Aim of the exercise: Each record needs to be echoed exactly; can you do that?

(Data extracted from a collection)
----------

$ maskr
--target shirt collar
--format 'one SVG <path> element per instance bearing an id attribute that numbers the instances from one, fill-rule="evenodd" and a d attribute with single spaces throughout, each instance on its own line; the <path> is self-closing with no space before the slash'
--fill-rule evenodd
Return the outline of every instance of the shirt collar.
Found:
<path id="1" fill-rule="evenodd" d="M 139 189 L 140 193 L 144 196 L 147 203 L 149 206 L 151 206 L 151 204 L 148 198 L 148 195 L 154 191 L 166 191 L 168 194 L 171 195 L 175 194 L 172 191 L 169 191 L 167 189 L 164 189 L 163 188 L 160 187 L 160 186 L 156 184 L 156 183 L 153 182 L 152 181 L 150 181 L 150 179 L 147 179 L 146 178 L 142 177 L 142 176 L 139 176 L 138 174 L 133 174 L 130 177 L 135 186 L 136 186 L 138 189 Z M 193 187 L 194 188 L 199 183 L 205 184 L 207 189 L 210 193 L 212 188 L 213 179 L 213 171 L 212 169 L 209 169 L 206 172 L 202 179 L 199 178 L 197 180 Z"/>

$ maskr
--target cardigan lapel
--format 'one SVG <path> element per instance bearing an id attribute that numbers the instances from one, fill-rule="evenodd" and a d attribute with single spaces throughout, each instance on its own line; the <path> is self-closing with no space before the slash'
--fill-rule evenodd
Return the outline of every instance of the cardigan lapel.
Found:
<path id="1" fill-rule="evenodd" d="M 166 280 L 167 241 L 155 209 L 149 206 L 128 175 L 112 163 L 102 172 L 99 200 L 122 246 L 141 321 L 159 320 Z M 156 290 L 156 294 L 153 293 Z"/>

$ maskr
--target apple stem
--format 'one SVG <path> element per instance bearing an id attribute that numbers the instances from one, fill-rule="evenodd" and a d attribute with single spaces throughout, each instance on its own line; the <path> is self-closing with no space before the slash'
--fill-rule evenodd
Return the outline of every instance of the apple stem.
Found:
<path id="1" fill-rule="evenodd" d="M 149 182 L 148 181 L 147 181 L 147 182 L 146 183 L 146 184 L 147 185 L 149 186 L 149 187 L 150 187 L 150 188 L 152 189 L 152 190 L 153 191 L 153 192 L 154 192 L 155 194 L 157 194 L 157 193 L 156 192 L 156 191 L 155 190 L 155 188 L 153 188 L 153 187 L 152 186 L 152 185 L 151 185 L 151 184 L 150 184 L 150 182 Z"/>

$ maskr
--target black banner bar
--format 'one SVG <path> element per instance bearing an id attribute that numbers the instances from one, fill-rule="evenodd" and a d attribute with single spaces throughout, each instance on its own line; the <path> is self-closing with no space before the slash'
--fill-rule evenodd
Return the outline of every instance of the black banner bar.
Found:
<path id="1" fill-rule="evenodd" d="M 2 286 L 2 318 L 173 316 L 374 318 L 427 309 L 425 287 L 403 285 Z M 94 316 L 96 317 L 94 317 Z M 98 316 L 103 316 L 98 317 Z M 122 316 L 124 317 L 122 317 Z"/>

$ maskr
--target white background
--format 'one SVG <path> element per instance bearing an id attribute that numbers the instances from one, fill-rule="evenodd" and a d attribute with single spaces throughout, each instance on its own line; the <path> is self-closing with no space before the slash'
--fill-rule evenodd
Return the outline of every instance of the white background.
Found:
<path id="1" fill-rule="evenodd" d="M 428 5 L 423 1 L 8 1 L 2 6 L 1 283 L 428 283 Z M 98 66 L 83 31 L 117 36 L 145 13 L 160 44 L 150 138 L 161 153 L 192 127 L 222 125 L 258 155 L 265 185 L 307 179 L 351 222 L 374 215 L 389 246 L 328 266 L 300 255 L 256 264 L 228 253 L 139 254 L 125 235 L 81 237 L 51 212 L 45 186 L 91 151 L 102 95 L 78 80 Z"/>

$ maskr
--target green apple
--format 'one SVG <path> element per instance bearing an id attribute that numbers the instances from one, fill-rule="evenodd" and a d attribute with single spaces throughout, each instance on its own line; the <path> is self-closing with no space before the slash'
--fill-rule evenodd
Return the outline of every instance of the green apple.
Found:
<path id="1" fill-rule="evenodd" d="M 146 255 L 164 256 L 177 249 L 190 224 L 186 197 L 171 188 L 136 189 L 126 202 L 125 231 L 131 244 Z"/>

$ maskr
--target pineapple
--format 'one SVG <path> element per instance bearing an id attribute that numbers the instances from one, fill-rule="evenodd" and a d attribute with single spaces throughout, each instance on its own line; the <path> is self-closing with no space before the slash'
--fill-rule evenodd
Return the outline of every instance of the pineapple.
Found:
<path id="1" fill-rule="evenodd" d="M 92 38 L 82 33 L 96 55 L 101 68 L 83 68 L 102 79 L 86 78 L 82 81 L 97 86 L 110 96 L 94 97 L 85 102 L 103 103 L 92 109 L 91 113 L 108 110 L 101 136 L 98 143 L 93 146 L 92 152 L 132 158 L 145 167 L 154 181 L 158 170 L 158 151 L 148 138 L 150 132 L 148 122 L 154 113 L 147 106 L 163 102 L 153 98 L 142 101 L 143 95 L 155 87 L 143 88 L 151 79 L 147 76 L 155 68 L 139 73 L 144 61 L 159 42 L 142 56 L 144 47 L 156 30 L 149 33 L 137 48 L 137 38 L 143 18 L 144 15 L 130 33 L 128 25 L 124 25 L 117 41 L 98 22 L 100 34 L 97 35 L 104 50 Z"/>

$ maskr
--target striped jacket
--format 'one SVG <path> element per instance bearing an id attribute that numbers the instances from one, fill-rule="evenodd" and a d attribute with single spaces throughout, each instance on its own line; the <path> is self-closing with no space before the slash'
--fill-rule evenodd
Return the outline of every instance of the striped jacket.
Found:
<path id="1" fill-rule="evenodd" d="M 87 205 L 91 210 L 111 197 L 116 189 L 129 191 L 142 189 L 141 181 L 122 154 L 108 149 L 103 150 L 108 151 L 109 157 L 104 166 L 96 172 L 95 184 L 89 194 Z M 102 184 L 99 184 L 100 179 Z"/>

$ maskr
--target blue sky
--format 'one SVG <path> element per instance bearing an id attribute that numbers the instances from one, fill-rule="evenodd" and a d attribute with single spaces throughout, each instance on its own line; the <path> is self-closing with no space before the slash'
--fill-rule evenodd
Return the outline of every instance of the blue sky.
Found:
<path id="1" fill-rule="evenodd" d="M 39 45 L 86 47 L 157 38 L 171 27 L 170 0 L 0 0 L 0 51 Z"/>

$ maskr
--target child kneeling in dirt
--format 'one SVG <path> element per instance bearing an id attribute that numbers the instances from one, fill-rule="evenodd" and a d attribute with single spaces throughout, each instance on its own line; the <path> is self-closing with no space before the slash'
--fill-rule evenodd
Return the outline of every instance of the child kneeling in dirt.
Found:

----------

Output of the exercise:
$ maskr
--target shirt collar
--format 'one SVG <path> element per instance bearing an id attribute that numbers the instances from one, fill-rule="evenodd" and a d attribute with single spaces throughout, each instance on its own line; the <path> is self-closing with no space before the slash'
--fill-rule evenodd
Return the outline of every instance of the shirt collar.
Found:
<path id="1" fill-rule="evenodd" d="M 139 189 L 140 193 L 144 196 L 147 203 L 149 206 L 151 206 L 151 204 L 148 198 L 148 195 L 154 191 L 166 191 L 168 194 L 171 195 L 175 194 L 172 191 L 169 191 L 167 189 L 164 189 L 163 188 L 160 187 L 160 186 L 156 184 L 156 183 L 153 182 L 152 181 L 150 181 L 150 179 L 147 179 L 146 178 L 142 177 L 142 176 L 139 176 L 138 174 L 133 174 L 130 177 L 135 186 L 136 186 L 138 189 Z M 193 187 L 194 188 L 199 183 L 205 184 L 207 189 L 210 193 L 212 188 L 213 179 L 213 171 L 212 169 L 209 169 L 206 172 L 202 179 L 199 178 L 197 180 Z"/>

$ maskr
--target cardigan lapel
--format 'one SVG <path> element per instance bearing an id attribute that numbers the instances from one, fill-rule="evenodd" and a d attribute with single spaces throughout, each instance on its own line; the <path> is self-closing with no space before the slash'
--fill-rule evenodd
Return the outline of every instance of the cardigan lapel.
Found:
<path id="1" fill-rule="evenodd" d="M 166 280 L 167 241 L 155 209 L 149 206 L 128 175 L 112 163 L 102 172 L 99 200 L 122 246 L 141 321 L 159 320 Z M 156 290 L 156 294 L 153 293 Z"/>

$ maskr
--target apple stem
--format 'one SVG <path> element per instance bearing an id attribute that numbers the instances from one, fill-rule="evenodd" and a d attribute with single spaces throughout, each instance on its own line; the <path> is self-closing with no space before the slash'
--fill-rule evenodd
Return the outline of every instance of the apple stem.
Found:
<path id="1" fill-rule="evenodd" d="M 149 182 L 148 181 L 147 181 L 147 182 L 146 183 L 146 184 L 147 185 L 149 186 L 149 187 L 150 187 L 150 188 L 152 189 L 152 190 L 153 191 L 153 192 L 154 192 L 155 194 L 157 194 L 157 193 L 156 192 L 156 191 L 155 190 L 155 188 L 153 188 L 153 187 L 152 186 L 152 185 L 151 185 L 151 184 L 150 184 L 150 182 Z"/>

$ maskr
--target black banner bar
--format 'one SVG <path> element per instance bearing an id attribute that numbers the instances from one, fill-rule="evenodd" and a d attribute with single spaces throughout, each instance on its own line; the <path> is self-closing with no space before the slash'
--fill-rule evenodd
Return the outline of every instance of the black banner bar.
Found:
<path id="1" fill-rule="evenodd" d="M 2 286 L 2 318 L 173 316 L 374 318 L 427 309 L 425 287 L 403 285 Z M 94 316 L 96 317 L 94 317 Z M 98 316 L 103 316 L 98 317 Z M 122 316 L 124 317 L 122 317 Z"/>

$ maskr
--target white background
--format 'one SVG <path> element per instance bearing an id attribute that numbers the instances from one, fill-rule="evenodd" and a d attribute with single spaces throughout, each instance on its own line; the <path> is self-closing with no space before the slash'
--fill-rule evenodd
Return the outline of every instance of the white background.
Found:
<path id="1" fill-rule="evenodd" d="M 428 5 L 423 1 L 8 1 L 2 6 L 1 283 L 428 283 Z M 98 66 L 83 31 L 117 36 L 145 13 L 160 44 L 150 138 L 161 153 L 192 127 L 222 125 L 258 155 L 265 185 L 307 179 L 351 222 L 374 215 L 389 246 L 328 266 L 300 255 L 256 264 L 228 253 L 139 254 L 125 235 L 81 237 L 51 212 L 45 186 L 91 151 L 102 95 L 78 80 Z"/>

$ maskr
--target green apple
--format 'one SVG <path> element per instance bearing an id attribute that numbers the instances from one, fill-rule="evenodd" and a d attribute with single spaces throughout, each instance on its own line; the <path> is self-closing with no space before the slash'
--fill-rule evenodd
Return the outline of every instance of the green apple.
Found:
<path id="1" fill-rule="evenodd" d="M 146 255 L 164 256 L 177 249 L 190 224 L 186 197 L 171 188 L 136 189 L 126 202 L 125 231 L 131 244 Z"/>

$ maskr
--target pineapple
--format 'one SVG <path> element per instance bearing an id attribute that numbers the instances from one, fill-rule="evenodd" and a d attribute with single spaces throughout, each instance on its own line; the <path> is self-closing with no space before the slash'
--fill-rule evenodd
Return the outline of every instance of the pineapple.
Found:
<path id="1" fill-rule="evenodd" d="M 92 38 L 82 33 L 96 55 L 101 68 L 83 68 L 102 79 L 86 78 L 82 81 L 97 86 L 110 96 L 94 97 L 85 102 L 103 103 L 92 109 L 91 113 L 108 110 L 101 136 L 98 143 L 93 146 L 92 152 L 132 158 L 145 167 L 154 181 L 158 170 L 158 151 L 148 138 L 150 132 L 148 122 L 154 113 L 147 106 L 163 102 L 153 98 L 142 101 L 143 95 L 155 87 L 143 88 L 151 79 L 147 76 L 155 68 L 139 73 L 144 61 L 159 42 L 142 56 L 144 47 L 156 30 L 149 33 L 137 48 L 137 38 L 143 18 L 144 15 L 130 33 L 128 25 L 124 25 L 117 41 L 98 22 L 100 34 L 97 35 L 104 50 Z"/>

$ maskr
--target striped jacket
--format 'one SVG <path> element per instance bearing an id attribute that numbers the instances from one, fill-rule="evenodd" and a d attribute with single spaces throughout, each instance on its own line; the <path> is self-closing with no space before the slash'
--fill-rule evenodd
Return the outline of every instance of the striped jacket.
Found:
<path id="1" fill-rule="evenodd" d="M 87 205 L 91 210 L 111 197 L 116 189 L 129 191 L 142 189 L 141 181 L 122 154 L 108 149 L 103 150 L 108 151 L 109 157 L 104 166 L 96 172 L 95 184 L 89 194 Z M 102 184 L 99 184 L 100 179 Z"/>

$ maskr
--target blue sky
--format 'one SVG <path> element per instance bearing an id attribute that numbers the instances from one, fill-rule="evenodd" and a d attribute with single spaces throughout, each instance on its own line; the <path> is self-closing with no space before the slash'
--fill-rule evenodd
Return the outline of every instance of the blue sky.
Found:
<path id="1" fill-rule="evenodd" d="M 39 45 L 86 47 L 157 38 L 171 27 L 170 0 L 0 0 L 0 51 Z"/>

$ maskr
--target child kneeling in dirt
--format 'one SVG <path> element per instance bearing an id attribute that numbers the instances from one, fill-rule="evenodd" and a d attribute with single spaces throughout, each instance on its own line; the <path> is self-closing with no space before the slash'
--fill-rule evenodd
Return the outline of every instance of the child kneeling in dirt.
Found:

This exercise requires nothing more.